**Written problem:** In the records, start with the line containing "query: woman's blue jeans" and continue through the line containing "(109, 226), (173, 300)". Reproduce those lines with "blue jeans" swapped for "denim pants", leaving everything else unchanged.

Source data
▬▬▬
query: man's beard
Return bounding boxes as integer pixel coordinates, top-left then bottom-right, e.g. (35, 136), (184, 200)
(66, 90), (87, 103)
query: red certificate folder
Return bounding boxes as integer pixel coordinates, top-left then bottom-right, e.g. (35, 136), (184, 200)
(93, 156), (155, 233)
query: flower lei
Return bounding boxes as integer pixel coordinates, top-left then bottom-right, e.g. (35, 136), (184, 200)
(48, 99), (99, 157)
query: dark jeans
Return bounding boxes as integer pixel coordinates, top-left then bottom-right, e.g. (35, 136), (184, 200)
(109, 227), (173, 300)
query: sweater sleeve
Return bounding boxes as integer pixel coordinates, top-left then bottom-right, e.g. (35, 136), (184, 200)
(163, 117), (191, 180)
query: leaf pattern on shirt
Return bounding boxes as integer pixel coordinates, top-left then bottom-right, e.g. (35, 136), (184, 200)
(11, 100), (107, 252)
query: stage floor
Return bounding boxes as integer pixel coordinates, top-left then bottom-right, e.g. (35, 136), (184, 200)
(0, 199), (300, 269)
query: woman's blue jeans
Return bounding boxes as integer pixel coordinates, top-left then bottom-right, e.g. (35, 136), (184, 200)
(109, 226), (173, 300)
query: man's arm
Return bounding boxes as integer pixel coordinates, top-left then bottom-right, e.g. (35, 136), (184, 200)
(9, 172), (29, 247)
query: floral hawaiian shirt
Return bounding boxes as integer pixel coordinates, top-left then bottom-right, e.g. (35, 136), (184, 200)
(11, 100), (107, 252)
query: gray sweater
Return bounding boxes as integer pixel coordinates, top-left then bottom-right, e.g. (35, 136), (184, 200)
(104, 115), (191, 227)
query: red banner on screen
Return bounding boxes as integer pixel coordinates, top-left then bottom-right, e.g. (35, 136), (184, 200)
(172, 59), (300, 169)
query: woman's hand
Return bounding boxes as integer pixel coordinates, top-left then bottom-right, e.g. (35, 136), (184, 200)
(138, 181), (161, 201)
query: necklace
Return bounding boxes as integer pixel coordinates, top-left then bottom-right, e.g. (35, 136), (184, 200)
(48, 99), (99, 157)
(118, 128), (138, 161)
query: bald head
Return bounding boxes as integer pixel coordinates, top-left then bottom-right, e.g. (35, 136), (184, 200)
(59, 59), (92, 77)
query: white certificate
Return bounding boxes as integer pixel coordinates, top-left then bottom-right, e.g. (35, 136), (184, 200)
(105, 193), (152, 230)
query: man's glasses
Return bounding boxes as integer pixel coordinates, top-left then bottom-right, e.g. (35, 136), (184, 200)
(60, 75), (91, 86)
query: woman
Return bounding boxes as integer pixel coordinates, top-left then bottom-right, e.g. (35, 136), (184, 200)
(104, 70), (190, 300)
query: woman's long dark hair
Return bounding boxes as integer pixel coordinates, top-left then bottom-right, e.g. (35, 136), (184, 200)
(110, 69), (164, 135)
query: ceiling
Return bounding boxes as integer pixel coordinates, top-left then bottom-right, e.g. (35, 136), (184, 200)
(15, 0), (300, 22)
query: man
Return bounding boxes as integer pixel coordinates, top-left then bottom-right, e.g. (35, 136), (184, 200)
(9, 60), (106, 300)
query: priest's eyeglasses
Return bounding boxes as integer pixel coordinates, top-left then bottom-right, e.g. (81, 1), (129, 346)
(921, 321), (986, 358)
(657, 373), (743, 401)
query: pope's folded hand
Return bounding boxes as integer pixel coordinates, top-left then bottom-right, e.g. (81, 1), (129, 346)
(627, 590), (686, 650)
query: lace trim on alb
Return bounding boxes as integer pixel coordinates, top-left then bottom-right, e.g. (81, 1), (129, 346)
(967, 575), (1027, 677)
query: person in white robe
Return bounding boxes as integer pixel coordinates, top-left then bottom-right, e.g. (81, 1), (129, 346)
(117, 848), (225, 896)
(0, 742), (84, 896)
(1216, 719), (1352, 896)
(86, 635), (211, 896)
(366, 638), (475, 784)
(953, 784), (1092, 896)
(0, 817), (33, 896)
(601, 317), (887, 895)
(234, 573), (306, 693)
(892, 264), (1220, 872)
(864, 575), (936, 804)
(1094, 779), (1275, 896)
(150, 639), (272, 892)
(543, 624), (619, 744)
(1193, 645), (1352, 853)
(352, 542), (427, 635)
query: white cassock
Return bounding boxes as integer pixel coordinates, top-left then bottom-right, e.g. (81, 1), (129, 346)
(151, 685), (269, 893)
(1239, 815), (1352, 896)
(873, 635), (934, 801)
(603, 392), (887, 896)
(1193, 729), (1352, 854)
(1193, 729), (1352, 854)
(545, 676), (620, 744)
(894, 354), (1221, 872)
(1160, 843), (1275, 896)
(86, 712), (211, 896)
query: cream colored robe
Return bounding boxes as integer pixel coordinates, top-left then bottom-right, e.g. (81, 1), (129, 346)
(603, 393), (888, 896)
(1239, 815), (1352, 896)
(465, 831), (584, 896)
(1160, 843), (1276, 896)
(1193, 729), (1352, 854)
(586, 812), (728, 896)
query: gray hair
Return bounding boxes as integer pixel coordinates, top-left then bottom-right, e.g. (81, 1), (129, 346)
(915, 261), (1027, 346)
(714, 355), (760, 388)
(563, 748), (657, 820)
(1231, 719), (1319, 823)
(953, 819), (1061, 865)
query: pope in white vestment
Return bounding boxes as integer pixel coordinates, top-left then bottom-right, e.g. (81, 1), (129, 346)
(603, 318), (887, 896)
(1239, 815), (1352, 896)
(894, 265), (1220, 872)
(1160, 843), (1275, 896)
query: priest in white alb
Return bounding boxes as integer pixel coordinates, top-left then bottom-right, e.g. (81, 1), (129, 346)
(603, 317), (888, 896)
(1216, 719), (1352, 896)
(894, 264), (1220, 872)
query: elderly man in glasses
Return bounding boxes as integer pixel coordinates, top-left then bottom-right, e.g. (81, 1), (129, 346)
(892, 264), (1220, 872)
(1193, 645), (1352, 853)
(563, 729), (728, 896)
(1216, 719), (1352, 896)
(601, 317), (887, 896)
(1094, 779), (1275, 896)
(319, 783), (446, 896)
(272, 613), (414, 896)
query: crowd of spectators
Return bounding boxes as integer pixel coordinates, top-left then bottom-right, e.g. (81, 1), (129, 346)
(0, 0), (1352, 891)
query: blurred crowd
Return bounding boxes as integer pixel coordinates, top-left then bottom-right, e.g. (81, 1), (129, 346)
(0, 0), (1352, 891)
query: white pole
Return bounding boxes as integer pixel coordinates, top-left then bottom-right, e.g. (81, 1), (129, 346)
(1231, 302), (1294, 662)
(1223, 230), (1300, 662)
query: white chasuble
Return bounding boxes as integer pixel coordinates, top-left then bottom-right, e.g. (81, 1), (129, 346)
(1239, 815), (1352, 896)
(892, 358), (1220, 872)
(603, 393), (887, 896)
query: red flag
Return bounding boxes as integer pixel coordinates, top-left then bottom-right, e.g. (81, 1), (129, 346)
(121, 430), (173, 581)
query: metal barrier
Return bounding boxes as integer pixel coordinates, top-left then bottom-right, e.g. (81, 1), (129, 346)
▬▬▬
**Result of this exercise:**
query: woman's denim pants
Return bounding boxes as integer pixel coordinates, top-left then bottom-right, e.g. (35, 136), (184, 200)
(109, 226), (173, 300)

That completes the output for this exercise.